Records excerpted from a collection:
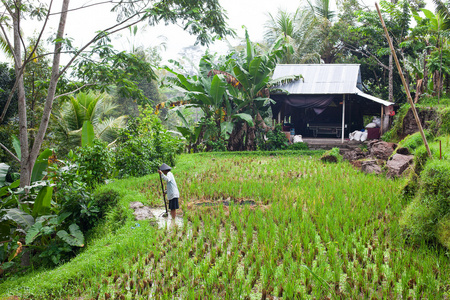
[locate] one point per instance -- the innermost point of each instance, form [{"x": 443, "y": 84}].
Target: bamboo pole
[
  {"x": 343, "y": 119},
  {"x": 408, "y": 95}
]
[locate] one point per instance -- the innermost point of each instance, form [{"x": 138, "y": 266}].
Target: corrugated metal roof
[
  {"x": 324, "y": 79},
  {"x": 320, "y": 78}
]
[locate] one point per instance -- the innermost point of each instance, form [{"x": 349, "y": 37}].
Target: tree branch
[
  {"x": 74, "y": 91},
  {"x": 366, "y": 54},
  {"x": 97, "y": 37},
  {"x": 30, "y": 57}
]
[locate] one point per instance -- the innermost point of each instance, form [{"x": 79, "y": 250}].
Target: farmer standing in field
[{"x": 172, "y": 190}]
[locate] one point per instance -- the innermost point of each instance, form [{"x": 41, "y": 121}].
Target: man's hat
[{"x": 165, "y": 167}]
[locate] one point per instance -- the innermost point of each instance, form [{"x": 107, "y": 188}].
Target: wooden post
[
  {"x": 381, "y": 120},
  {"x": 408, "y": 95},
  {"x": 343, "y": 118}
]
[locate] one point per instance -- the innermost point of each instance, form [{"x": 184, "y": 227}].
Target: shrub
[
  {"x": 431, "y": 205},
  {"x": 275, "y": 140},
  {"x": 421, "y": 153},
  {"x": 96, "y": 163},
  {"x": 413, "y": 141},
  {"x": 331, "y": 156},
  {"x": 444, "y": 128}
]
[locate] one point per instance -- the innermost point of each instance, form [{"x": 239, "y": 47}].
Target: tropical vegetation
[{"x": 261, "y": 218}]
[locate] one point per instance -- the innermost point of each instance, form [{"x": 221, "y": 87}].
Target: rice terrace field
[{"x": 256, "y": 226}]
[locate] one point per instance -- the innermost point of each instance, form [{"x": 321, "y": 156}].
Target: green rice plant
[{"x": 328, "y": 217}]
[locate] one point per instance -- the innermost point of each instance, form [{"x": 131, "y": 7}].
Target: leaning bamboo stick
[{"x": 413, "y": 108}]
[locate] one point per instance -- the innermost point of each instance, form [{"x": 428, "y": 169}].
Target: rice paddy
[{"x": 292, "y": 228}]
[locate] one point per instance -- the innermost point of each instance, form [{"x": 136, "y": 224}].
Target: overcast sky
[
  {"x": 249, "y": 13},
  {"x": 83, "y": 23}
]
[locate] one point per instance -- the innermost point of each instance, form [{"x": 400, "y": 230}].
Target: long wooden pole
[
  {"x": 343, "y": 119},
  {"x": 408, "y": 95}
]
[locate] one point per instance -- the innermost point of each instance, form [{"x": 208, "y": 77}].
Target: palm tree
[
  {"x": 91, "y": 107},
  {"x": 300, "y": 32},
  {"x": 322, "y": 9}
]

DIRECTIONS: Nothing but the records above, retyped exactly and stripped of images, should appear in the answer.

TASK ANSWER:
[locate] one point per instance -- the innermost point of each instance, form [{"x": 443, "y": 84}].
Target: bamboo pole
[
  {"x": 343, "y": 119},
  {"x": 408, "y": 95}
]
[locate] one point per instance -- the innermost point of each instance, form [{"x": 138, "y": 266}].
Target: corrugated metal roof
[
  {"x": 324, "y": 79},
  {"x": 320, "y": 78}
]
[locate] one point per instance -- the innermost point of each instance, form [{"x": 349, "y": 37}].
Target: tree branch
[
  {"x": 74, "y": 91},
  {"x": 366, "y": 54},
  {"x": 97, "y": 37},
  {"x": 30, "y": 57}
]
[locate] one point per instance -- the innermost point of each instance, form [{"x": 79, "y": 250}].
Target: farmer standing in field
[{"x": 172, "y": 190}]
[locate] one point per instance -- the innermost point of each instance, form [{"x": 41, "y": 121}].
Target: man's hat
[{"x": 165, "y": 167}]
[locate] one point per instance -- the innermost point of each instance, form [{"x": 107, "y": 188}].
Target: wooden post
[
  {"x": 381, "y": 120},
  {"x": 408, "y": 95},
  {"x": 343, "y": 118}
]
[locate] one point per instance -- the innermost point of each instance, form [{"x": 184, "y": 227}].
Target: shrub
[
  {"x": 431, "y": 205},
  {"x": 275, "y": 140},
  {"x": 421, "y": 153},
  {"x": 96, "y": 163},
  {"x": 413, "y": 141},
  {"x": 331, "y": 156},
  {"x": 444, "y": 128}
]
[locate] one point per instance -- the innermost point of each instance, form [{"x": 239, "y": 47}].
Target: tropical vegetation
[{"x": 261, "y": 218}]
[locate] one point per instance -- the innermost point of each instance, form [{"x": 221, "y": 87}].
Target: rice terrace field
[{"x": 256, "y": 226}]
[locate] one point per instance -- the innermost point of each instance, form [{"x": 321, "y": 156}].
Target: green rice plant
[{"x": 328, "y": 217}]
[locate] one point per instance -- the innermost point of each instance, form [{"x": 131, "y": 7}].
Target: leaning bamboo stick
[{"x": 413, "y": 108}]
[locate] one point per instance -- the innermost point of each instance, form [{"x": 428, "y": 169}].
Target: rice paddy
[{"x": 292, "y": 228}]
[locate] one point per instance -- the innermost point of each instance, form [{"x": 136, "y": 224}].
Target: overcast sky
[
  {"x": 249, "y": 13},
  {"x": 83, "y": 23}
]
[locate] one point per instance -- the innermost point of each instance, form [{"x": 400, "y": 230}].
Target: long wooden pole
[
  {"x": 343, "y": 119},
  {"x": 408, "y": 95}
]
[locate] one point per instance -- the innermost point of each instance, form [{"x": 208, "y": 77}].
Target: palm tree
[
  {"x": 91, "y": 107},
  {"x": 300, "y": 32},
  {"x": 322, "y": 9}
]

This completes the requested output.